WHAT THE TASK REQUIRES:
Down to the last line, repeat the entries exactly.

EXCERPTED RECORDS:
◆ ◆ ◆ ◆
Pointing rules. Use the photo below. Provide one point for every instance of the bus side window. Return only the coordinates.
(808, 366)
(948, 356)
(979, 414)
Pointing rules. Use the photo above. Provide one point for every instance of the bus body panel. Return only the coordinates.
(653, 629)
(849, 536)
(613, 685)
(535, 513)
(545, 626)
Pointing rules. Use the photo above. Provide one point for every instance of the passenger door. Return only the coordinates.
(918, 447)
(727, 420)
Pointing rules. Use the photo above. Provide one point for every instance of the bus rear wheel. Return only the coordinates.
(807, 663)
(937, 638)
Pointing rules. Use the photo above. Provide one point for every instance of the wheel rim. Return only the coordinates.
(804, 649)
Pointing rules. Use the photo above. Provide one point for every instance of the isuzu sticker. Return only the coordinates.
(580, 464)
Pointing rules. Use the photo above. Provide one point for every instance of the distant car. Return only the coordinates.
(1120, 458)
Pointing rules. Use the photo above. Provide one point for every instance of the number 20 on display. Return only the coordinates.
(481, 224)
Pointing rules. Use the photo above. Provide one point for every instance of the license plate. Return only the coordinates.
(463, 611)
◆ ◆ ◆ ◆
ANSWER SPACE:
Pointing rules. Use the photo below. Provide one point for every instance of the bus side window. Return only the coordinates.
(808, 366)
(948, 356)
(979, 414)
Pointing rules. Use the photo above. Provide one point for every instance of the bus body panel. Return only the coordinates.
(653, 629)
(849, 536)
(613, 685)
(535, 513)
(545, 626)
Pointing rules. Use the photo above. Provide one point for every instance of the passenger door. Return only the coordinates.
(918, 447)
(727, 420)
Pointing rules. Use the photo above. Provide one point for every instance of the bus rear wheel. Return only the coordinates.
(807, 663)
(937, 638)
Pointing rules. Use the photo above. Provide one point for every instance of the wheel rim. Return only the coordinates.
(804, 649)
Pointing rules. Use the photo above. Provide one point for every instance of the isuzu sticker. Return only the coordinates.
(580, 464)
Pointing rules. Use the photo above. Provide one point for every instance of the distant car. Return only the coordinates.
(1120, 458)
Pointing rules. Use the photo above. Provide one point for every instance of the number 20 on display. Return only the coordinates.
(481, 224)
Pointing rules. Use the photo above. Provide one point for every instance of the license plate. Return only the coordinates.
(463, 611)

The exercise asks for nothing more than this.